→ **Extract**:
##########

Constructing EPTIC: A Modular Pipeline and an Evaluation of ASR for Verbatim Transcription

Dec 6, 2024·
Alice Fedotova
Alice Fedotova
,
Adriano Ferraresi
,
Maja Miličević Petrović
,
Alberto Barrón-Cedeño
· 1 min read
Image credit: AILC
Abstract
This paper presents a novel pipeline for constructing multimodal and multilingual parallel corpora, with a focus on evaluating state-of-the-art automatic speech recognition tools for verbatim transcription. Our findings indicate that current technologies can streamline corpus construction, with fine-tuning showing promising results in terms of transcription quality compared to out-of-the-box Whisper models.

##########

(Location identification items)

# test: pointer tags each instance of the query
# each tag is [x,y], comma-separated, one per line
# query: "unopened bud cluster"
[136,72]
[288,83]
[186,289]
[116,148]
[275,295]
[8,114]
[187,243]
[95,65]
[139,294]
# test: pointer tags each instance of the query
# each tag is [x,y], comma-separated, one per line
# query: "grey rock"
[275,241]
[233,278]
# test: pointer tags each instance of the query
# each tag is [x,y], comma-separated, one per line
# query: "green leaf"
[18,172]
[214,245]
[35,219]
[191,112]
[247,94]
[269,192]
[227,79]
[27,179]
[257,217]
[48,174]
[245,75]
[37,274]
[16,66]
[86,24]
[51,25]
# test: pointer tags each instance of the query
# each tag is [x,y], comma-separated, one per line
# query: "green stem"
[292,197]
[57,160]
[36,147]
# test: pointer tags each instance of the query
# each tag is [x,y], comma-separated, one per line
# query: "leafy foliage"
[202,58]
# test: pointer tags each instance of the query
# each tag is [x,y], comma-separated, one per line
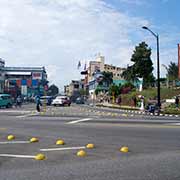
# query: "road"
[154,145]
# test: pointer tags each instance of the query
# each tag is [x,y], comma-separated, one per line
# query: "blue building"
[26,81]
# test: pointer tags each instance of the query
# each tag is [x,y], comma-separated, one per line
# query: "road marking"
[63,149]
[14,111]
[3,129]
[15,142]
[80,120]
[17,156]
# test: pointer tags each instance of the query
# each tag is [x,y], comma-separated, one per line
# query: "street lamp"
[158,71]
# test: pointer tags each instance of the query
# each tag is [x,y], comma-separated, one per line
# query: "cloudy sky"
[58,33]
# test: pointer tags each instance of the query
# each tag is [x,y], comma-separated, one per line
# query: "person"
[177,101]
[38,104]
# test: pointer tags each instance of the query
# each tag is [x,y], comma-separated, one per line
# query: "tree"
[172,71]
[142,66]
[53,90]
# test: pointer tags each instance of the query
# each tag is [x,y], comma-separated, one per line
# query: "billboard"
[178,61]
[37,75]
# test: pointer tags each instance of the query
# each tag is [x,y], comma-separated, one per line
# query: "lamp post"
[158,71]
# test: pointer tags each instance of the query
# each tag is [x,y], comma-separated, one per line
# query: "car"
[46,100]
[6,100]
[61,101]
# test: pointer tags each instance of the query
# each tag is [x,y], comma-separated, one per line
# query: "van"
[5,100]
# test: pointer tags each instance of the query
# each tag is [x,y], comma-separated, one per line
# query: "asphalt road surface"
[153,142]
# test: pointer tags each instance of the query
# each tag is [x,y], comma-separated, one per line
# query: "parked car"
[61,101]
[5,100]
[46,100]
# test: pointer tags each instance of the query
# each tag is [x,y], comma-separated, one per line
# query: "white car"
[61,101]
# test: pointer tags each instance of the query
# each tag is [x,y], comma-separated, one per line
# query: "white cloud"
[58,33]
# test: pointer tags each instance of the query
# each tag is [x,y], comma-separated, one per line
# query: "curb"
[143,112]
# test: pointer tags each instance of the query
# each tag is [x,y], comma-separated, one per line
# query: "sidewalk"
[131,109]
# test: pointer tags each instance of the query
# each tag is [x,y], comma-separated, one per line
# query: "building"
[117,73]
[97,65]
[26,81]
[2,76]
[74,89]
[95,70]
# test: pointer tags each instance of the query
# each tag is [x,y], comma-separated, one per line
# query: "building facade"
[74,89]
[25,81]
[2,75]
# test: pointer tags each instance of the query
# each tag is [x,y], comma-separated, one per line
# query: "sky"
[58,34]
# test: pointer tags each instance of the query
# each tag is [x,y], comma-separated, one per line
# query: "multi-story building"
[27,81]
[2,77]
[94,66]
[73,90]
[95,70]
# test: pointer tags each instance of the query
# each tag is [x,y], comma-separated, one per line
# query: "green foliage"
[53,90]
[172,71]
[142,66]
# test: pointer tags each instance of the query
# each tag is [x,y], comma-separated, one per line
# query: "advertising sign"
[178,61]
[24,90]
[37,75]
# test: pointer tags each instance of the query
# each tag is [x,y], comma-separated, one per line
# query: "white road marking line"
[173,124]
[17,156]
[14,111]
[80,120]
[63,149]
[15,142]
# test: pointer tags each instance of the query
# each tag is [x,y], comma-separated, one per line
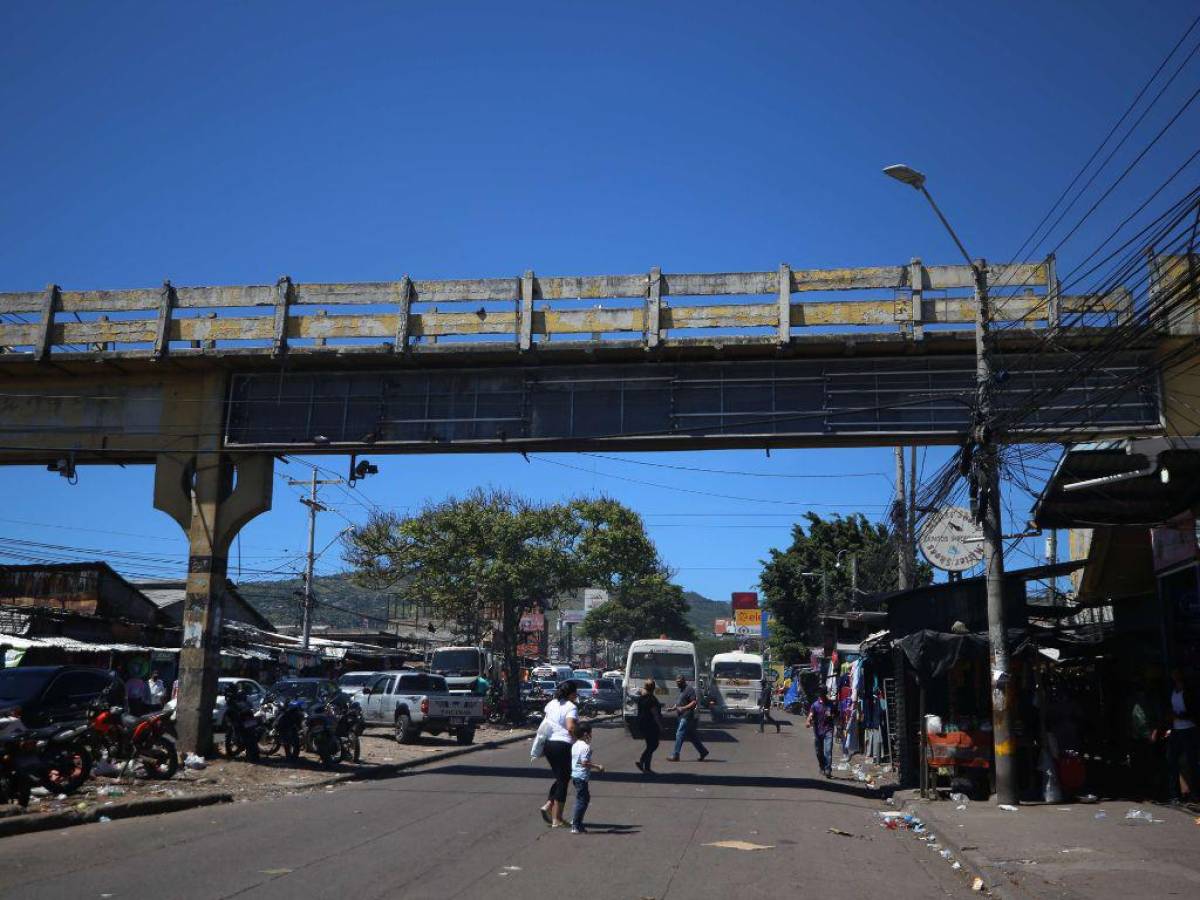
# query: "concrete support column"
[211,496]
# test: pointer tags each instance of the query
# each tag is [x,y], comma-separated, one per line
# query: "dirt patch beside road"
[271,777]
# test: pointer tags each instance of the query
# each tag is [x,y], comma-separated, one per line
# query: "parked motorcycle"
[147,739]
[282,720]
[243,726]
[318,735]
[54,757]
[348,727]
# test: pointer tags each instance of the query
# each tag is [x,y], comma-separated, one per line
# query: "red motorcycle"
[143,738]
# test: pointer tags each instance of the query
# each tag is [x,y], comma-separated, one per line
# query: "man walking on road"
[821,721]
[685,706]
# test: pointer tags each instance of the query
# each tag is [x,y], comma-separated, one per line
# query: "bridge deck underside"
[798,403]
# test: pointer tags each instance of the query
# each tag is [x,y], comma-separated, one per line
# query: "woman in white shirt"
[561,718]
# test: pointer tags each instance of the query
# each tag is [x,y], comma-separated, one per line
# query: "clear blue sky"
[231,143]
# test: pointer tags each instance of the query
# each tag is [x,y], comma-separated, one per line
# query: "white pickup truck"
[417,702]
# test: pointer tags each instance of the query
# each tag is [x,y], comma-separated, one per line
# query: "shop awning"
[1101,484]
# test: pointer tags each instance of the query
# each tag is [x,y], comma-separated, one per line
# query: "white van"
[663,661]
[556,673]
[735,683]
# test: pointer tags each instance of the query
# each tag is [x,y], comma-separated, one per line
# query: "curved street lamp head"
[906,174]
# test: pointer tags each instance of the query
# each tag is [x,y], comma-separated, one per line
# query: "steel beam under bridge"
[661,406]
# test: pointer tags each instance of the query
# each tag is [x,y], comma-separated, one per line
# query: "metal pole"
[307,579]
[901,526]
[912,516]
[988,487]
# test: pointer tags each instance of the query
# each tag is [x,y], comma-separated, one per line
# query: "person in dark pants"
[1182,739]
[765,697]
[649,724]
[685,706]
[563,715]
[821,721]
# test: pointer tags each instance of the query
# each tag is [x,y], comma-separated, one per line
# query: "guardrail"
[526,312]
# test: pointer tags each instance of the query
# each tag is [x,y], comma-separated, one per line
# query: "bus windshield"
[744,671]
[663,666]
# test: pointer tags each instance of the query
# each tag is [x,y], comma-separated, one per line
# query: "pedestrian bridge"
[654,360]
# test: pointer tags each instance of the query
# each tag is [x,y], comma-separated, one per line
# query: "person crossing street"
[685,707]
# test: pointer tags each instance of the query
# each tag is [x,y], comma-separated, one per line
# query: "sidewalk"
[1069,850]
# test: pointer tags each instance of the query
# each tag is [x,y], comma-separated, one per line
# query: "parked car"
[353,683]
[418,702]
[252,689]
[311,690]
[45,695]
[603,693]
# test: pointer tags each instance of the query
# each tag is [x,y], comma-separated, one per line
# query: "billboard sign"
[533,622]
[744,600]
[748,618]
[594,598]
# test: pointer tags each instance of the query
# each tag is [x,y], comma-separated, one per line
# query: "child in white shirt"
[581,774]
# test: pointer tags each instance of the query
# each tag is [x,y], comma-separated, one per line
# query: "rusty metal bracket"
[42,343]
[1054,300]
[403,312]
[917,289]
[525,312]
[283,295]
[162,333]
[653,307]
[785,304]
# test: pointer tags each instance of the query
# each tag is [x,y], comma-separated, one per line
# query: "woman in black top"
[649,724]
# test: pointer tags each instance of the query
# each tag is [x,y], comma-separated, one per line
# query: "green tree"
[816,574]
[489,555]
[613,551]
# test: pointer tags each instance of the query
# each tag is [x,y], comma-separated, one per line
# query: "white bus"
[664,661]
[735,684]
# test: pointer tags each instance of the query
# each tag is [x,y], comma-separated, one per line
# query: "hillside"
[702,612]
[279,601]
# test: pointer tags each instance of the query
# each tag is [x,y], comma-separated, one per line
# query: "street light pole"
[985,487]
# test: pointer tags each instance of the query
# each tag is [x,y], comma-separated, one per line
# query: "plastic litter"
[193,761]
[1140,815]
[106,768]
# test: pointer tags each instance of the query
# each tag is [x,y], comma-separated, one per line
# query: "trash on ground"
[741,845]
[1140,815]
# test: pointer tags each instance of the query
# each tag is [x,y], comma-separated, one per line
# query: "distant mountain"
[702,612]
[280,601]
[358,607]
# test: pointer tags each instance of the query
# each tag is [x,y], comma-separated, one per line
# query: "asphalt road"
[469,828]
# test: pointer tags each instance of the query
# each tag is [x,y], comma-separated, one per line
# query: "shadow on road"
[670,778]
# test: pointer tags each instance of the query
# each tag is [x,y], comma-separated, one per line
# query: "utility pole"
[315,507]
[900,519]
[985,499]
[1051,558]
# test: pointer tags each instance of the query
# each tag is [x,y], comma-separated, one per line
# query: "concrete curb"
[131,809]
[395,768]
[975,862]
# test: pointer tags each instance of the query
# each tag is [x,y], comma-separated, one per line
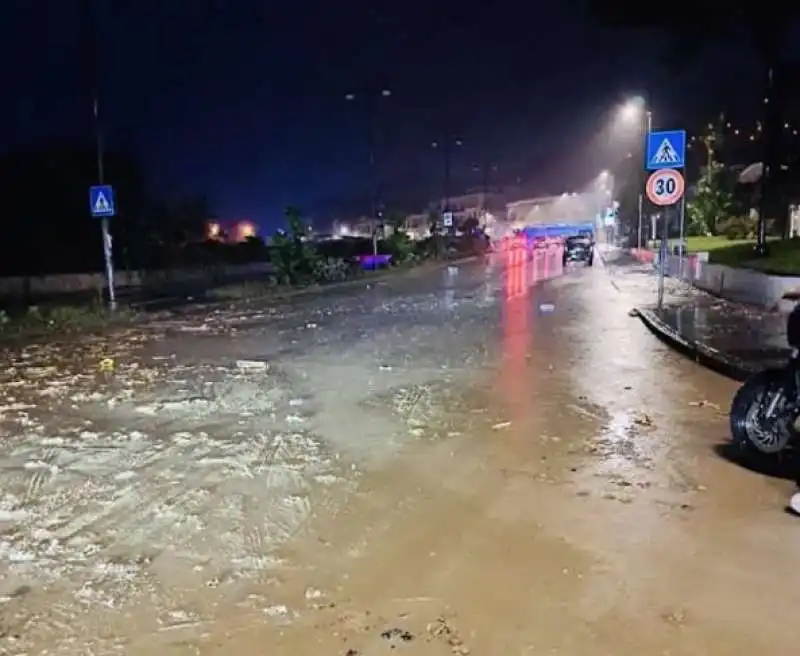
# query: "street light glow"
[632,109]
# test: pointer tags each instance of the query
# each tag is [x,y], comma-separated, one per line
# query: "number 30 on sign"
[665,187]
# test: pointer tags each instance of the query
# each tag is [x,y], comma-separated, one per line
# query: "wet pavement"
[745,337]
[466,461]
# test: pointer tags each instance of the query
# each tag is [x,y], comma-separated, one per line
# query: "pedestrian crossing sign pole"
[666,149]
[102,206]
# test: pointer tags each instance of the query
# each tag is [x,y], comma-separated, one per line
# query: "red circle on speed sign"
[665,187]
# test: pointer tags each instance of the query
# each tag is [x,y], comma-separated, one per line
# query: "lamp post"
[447,145]
[370,97]
[92,54]
[635,110]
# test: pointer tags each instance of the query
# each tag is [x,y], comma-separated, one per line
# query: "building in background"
[230,233]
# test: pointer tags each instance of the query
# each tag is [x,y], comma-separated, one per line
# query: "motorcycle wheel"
[746,415]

##########

→ **Your tasks**:
a - From the page on building EPTIC, extract the passage that begins at the words "Dec 6, 2024·" and stops after "out-of-the-box Whisper models.", copying it word for word.
b - How many lines of the entries contain the string "pedestrian", with case counting? Reply with the number alone.

→ **Answers for this exercise**:
a -
Dec 6, 2024·
Alice Fedotova
Alice Fedotova
,
Adriano Ferraresi
,
Maja Miličević Petrović
,
Alberto Barrón-Cedeño
· 1 min read
Image credit: AILC
Abstract
This paper presents a novel pipeline for constructing multimodal and multilingual parallel corpora, with a focus on evaluating state-of-the-art automatic speech recognition tools for verbatim transcription. Our findings indicate that current technologies can streamline corpus construction, with fine-tuning showing promising results in terms of transcription quality compared to out-of-the-box Whisper models.

b - 2